╭──

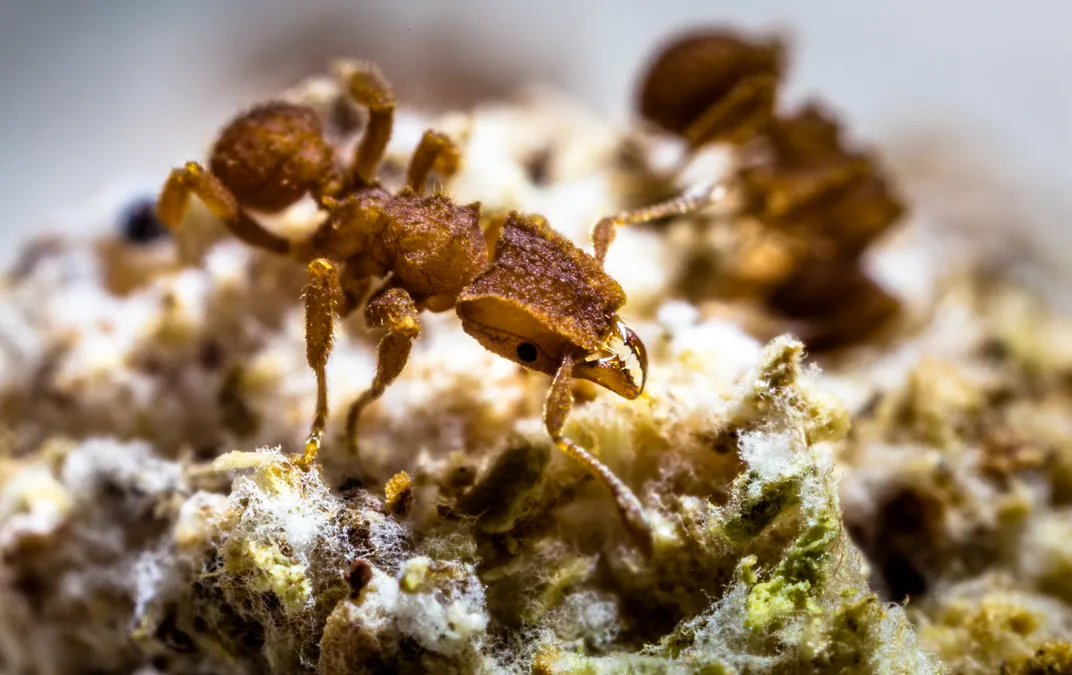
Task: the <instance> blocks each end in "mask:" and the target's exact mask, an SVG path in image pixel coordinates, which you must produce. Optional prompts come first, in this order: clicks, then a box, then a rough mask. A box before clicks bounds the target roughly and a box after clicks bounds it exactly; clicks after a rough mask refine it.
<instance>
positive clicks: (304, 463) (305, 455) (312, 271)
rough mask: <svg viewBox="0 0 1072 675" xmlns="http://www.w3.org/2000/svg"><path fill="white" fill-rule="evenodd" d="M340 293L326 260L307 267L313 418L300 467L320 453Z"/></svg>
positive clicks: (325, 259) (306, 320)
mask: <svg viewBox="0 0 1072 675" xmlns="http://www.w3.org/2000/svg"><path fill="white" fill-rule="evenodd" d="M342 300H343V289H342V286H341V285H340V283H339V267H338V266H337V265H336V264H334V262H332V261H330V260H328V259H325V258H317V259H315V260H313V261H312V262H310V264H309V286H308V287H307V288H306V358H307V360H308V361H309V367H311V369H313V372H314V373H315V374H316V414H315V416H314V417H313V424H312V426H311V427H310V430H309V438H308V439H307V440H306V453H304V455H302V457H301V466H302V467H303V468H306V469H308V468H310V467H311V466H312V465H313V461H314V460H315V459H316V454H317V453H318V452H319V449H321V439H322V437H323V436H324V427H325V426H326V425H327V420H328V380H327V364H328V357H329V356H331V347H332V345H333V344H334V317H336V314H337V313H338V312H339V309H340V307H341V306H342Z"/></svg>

╰──
╭──

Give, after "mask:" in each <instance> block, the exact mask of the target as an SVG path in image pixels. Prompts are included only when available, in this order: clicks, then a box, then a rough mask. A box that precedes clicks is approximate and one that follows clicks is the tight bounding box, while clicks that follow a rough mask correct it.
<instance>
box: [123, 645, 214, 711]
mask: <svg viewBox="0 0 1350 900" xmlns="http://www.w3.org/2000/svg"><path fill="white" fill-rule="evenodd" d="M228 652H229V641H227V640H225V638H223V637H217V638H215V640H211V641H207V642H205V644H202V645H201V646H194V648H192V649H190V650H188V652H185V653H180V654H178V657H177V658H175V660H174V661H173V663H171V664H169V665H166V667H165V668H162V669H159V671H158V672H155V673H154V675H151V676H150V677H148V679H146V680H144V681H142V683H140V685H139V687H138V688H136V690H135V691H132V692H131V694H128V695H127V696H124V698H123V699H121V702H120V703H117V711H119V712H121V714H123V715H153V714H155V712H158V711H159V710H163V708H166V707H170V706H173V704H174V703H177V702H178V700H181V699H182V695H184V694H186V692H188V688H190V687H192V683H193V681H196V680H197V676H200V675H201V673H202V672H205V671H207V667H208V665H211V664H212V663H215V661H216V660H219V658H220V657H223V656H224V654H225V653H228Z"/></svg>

╰──
╭──

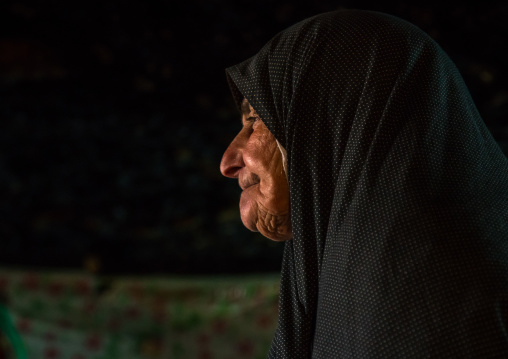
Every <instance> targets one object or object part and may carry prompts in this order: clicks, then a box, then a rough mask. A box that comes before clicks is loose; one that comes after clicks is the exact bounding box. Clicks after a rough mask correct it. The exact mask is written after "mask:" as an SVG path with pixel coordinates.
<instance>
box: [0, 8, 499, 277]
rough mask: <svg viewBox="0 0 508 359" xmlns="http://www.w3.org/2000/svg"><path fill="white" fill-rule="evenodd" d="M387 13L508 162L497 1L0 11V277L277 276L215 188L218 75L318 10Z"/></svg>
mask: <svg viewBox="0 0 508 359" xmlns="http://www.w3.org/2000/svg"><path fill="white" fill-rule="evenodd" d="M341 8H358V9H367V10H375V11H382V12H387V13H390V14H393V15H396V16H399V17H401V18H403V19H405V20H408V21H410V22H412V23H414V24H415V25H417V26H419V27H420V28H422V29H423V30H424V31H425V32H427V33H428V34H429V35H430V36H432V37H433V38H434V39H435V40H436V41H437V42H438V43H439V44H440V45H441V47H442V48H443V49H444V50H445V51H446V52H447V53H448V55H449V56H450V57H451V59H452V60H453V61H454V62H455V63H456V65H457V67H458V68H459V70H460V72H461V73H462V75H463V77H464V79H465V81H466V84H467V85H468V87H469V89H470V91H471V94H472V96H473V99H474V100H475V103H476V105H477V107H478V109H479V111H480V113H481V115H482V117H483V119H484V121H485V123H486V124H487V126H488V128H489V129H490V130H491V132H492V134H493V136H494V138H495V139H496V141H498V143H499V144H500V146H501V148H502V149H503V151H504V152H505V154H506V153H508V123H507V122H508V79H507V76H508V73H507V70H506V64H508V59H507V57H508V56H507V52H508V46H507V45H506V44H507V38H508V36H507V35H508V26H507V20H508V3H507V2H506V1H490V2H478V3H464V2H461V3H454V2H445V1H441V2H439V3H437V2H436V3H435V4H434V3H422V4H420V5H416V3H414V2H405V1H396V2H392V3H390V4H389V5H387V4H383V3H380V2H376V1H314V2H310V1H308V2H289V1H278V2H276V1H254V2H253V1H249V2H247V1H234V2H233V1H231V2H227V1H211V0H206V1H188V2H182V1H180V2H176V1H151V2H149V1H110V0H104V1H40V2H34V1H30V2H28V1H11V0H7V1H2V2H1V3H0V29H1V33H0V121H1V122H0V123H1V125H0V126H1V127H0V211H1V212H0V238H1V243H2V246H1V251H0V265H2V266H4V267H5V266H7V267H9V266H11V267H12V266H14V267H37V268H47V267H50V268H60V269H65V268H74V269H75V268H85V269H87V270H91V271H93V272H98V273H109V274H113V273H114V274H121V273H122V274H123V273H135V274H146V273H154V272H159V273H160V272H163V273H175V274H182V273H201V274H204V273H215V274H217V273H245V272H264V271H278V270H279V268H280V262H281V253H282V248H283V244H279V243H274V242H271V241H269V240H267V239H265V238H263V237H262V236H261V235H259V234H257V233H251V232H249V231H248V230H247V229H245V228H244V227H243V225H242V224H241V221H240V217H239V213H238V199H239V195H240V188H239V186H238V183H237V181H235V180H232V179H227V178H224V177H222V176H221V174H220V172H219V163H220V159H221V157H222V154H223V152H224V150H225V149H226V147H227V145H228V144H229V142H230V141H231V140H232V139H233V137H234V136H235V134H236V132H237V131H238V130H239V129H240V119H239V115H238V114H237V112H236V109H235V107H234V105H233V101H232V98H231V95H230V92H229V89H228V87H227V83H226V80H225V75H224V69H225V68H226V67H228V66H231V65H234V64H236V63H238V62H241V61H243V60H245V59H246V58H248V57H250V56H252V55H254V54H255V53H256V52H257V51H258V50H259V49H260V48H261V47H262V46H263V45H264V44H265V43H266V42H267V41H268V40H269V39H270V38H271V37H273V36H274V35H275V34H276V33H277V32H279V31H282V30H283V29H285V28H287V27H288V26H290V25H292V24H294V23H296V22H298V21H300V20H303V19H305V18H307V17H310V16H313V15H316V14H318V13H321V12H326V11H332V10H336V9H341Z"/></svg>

╰──

=== HOW TO COMPLETE THIS TASK ===
Render the lines of the listing above as a JSON list of strings, one string per line and omitting blank lines, beginning with the line that contains "Every <instance> targets" and continuing through the line that contains "13L508 162L497 1L0", both included.

=== SOLUTION TO THIS TASK ===
[
  "Every <instance> targets one object or object part and may carry prompts in this order: clicks, then a box, then a rough mask. A box that comes before clicks is loose; one that comes after clicks is the exact bounding box. Clicks after a rough mask correct it. The exact mask is written after \"mask:\" as an SVG path with pixel coordinates.",
  "<instance>",
  "box: [0, 8, 499, 277]",
  "rough mask: <svg viewBox=\"0 0 508 359\" xmlns=\"http://www.w3.org/2000/svg\"><path fill=\"white\" fill-rule=\"evenodd\" d=\"M387 13L508 162L497 1L0 11V277L277 276L215 188L218 75L318 10Z\"/></svg>"
]